GIVEN REQUEST: Which lines in the material below contain the string "ceiling"? Pull out each of those lines in full, treating uppercase and lowercase as different.

## Begin RECORDS FOR THE TASK

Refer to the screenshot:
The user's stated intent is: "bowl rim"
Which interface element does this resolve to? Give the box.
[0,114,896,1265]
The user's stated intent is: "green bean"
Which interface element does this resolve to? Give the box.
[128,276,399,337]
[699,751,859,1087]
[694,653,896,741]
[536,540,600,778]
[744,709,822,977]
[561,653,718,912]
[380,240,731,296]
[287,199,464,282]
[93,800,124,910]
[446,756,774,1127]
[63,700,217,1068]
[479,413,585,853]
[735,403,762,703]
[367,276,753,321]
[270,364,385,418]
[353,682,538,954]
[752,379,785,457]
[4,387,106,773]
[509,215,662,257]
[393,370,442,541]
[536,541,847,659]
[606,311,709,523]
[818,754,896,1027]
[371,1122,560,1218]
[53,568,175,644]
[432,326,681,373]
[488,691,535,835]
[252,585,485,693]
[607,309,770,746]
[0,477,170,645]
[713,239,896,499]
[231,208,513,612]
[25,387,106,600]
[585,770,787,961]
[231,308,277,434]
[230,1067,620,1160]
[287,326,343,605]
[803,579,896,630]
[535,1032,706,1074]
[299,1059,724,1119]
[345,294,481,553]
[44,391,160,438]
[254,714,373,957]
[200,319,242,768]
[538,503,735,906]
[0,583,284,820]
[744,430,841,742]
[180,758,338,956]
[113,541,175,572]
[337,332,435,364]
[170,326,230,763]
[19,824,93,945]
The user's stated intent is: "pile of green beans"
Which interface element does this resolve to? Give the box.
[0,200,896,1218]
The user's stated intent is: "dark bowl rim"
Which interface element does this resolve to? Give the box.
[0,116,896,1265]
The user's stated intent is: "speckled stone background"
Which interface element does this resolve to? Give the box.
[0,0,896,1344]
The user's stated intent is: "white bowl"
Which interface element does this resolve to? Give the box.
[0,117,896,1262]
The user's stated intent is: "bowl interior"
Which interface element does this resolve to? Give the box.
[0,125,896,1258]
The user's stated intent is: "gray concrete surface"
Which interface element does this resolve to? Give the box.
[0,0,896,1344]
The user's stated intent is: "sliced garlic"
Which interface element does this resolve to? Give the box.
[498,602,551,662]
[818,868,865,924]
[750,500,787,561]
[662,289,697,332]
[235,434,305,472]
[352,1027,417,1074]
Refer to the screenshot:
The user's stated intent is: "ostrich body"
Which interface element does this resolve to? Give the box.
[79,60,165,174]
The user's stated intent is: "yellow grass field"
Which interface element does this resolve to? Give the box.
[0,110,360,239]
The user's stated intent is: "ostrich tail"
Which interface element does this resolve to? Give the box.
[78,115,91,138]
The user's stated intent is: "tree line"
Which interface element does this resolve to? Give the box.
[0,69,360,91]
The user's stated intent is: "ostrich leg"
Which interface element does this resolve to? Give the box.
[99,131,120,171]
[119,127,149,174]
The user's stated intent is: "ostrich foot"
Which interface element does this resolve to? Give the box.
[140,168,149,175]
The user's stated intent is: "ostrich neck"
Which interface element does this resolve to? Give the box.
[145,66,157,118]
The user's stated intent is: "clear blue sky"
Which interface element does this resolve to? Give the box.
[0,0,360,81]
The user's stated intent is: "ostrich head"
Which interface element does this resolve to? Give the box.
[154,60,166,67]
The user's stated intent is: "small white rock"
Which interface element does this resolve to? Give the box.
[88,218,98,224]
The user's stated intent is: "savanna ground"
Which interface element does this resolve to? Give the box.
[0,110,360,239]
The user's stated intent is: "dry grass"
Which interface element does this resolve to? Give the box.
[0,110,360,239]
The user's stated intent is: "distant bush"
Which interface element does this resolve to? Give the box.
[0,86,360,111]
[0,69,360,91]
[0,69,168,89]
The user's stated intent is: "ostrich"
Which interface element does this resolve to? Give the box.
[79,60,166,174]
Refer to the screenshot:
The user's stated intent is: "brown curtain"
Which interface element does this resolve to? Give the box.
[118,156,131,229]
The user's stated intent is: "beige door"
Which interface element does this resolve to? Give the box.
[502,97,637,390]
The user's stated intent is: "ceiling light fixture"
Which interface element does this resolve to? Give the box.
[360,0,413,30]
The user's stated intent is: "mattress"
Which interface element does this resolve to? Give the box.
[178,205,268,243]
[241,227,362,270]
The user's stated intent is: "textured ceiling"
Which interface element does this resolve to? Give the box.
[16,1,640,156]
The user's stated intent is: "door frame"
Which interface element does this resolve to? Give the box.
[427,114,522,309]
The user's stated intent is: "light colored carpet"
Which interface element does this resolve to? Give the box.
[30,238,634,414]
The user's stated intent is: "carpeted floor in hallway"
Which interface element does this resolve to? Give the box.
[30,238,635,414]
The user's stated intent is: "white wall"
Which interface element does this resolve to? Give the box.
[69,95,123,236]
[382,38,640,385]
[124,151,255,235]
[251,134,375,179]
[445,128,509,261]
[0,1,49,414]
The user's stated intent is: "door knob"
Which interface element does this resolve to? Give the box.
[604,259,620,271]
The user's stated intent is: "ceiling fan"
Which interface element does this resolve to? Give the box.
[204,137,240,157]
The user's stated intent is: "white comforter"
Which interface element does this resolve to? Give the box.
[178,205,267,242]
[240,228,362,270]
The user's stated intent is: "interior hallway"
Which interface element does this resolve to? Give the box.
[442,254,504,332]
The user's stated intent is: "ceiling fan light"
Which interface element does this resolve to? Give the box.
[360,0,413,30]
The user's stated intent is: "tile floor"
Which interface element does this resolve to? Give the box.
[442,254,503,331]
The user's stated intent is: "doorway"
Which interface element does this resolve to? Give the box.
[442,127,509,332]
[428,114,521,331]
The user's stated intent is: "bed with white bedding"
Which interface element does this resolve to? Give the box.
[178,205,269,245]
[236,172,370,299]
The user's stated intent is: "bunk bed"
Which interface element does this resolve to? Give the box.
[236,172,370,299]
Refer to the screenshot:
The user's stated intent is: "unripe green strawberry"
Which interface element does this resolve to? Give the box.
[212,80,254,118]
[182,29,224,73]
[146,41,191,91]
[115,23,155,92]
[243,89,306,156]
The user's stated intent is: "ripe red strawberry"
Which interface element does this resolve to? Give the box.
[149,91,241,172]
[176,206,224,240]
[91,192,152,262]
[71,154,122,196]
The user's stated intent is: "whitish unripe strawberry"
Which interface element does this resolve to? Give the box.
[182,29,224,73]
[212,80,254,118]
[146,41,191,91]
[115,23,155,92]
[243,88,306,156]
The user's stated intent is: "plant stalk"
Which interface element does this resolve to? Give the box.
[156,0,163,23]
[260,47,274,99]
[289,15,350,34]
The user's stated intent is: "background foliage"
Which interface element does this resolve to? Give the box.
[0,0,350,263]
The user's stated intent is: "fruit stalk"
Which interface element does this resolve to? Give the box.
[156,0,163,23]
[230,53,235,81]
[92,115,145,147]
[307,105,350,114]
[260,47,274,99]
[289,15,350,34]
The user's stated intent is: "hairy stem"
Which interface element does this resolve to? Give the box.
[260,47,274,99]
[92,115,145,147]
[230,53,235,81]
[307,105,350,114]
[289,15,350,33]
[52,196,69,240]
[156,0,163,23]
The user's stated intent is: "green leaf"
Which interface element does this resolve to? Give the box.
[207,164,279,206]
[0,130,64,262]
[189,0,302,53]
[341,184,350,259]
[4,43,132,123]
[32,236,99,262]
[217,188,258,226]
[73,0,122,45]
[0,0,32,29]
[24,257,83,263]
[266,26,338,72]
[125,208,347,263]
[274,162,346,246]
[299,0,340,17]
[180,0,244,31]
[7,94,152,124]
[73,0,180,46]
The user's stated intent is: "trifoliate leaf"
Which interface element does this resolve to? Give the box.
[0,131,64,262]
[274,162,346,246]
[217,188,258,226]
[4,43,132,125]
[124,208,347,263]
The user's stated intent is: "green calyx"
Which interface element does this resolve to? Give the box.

## End RECORDS FOR THE TASK

OUTPUT OF THE TASK:
The user's stated intent is: "ceiling light fixture"
The user's stated intent is: "textured ceiling"
The user's stated intent is: "ceiling fan"
The user's stated intent is: "ceiling fan light"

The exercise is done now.